* TASK PROMPT *
Print the lines below with no changes, starting at the line that contains "Please trace the outline of every instance of the patterned" and ending at the final line.

* INPUT ROWS *
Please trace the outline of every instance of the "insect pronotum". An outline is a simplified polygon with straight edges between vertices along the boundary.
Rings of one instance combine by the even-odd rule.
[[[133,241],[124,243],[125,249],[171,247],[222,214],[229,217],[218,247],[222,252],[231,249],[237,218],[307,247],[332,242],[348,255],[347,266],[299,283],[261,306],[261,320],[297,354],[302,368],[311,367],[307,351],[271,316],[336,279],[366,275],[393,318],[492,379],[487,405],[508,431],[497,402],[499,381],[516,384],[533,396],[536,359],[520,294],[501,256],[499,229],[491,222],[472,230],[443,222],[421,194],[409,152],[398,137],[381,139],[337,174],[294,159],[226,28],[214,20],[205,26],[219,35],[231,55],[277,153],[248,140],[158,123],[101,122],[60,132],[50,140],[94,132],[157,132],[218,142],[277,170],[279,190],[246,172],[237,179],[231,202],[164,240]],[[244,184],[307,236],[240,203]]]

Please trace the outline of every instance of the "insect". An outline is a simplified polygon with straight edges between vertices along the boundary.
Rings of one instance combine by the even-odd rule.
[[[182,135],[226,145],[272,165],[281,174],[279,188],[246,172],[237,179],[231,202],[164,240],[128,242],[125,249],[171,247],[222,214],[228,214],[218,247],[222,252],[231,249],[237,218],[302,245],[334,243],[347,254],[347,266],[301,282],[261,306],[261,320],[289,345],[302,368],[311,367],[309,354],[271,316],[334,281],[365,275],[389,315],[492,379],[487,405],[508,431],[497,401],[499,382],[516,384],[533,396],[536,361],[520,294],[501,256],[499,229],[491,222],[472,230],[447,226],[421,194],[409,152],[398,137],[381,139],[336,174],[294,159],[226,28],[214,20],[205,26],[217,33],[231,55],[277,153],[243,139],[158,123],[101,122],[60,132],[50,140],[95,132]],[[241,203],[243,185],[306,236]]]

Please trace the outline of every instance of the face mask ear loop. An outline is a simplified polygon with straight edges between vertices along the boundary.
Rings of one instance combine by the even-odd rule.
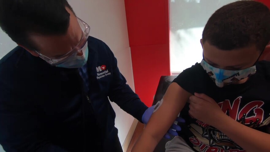
[[[221,73],[222,70],[220,69],[219,69],[219,71],[218,72],[218,73],[219,74],[219,75],[218,76],[218,78],[217,78],[217,79],[218,80],[219,80],[219,79],[220,78],[220,76],[221,75]],[[222,73],[222,74],[223,75],[223,73]],[[218,85],[219,85],[220,84],[219,84],[219,81],[218,81]],[[223,82],[222,82],[222,83],[223,83]]]

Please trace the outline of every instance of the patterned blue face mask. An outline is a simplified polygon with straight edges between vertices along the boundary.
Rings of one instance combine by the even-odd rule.
[[[219,88],[249,77],[256,72],[255,65],[243,70],[228,70],[215,68],[203,59],[202,60],[201,65]]]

* FULL OUTPUT *
Please trace the outline of every instance of the patterned blue face mask. An outline is a simplified polygon with straight edges between vertices along the boundary.
Rings of one instance combine by the even-odd rule.
[[[219,88],[249,77],[256,72],[255,65],[243,70],[228,70],[215,68],[203,59],[202,60],[201,65]]]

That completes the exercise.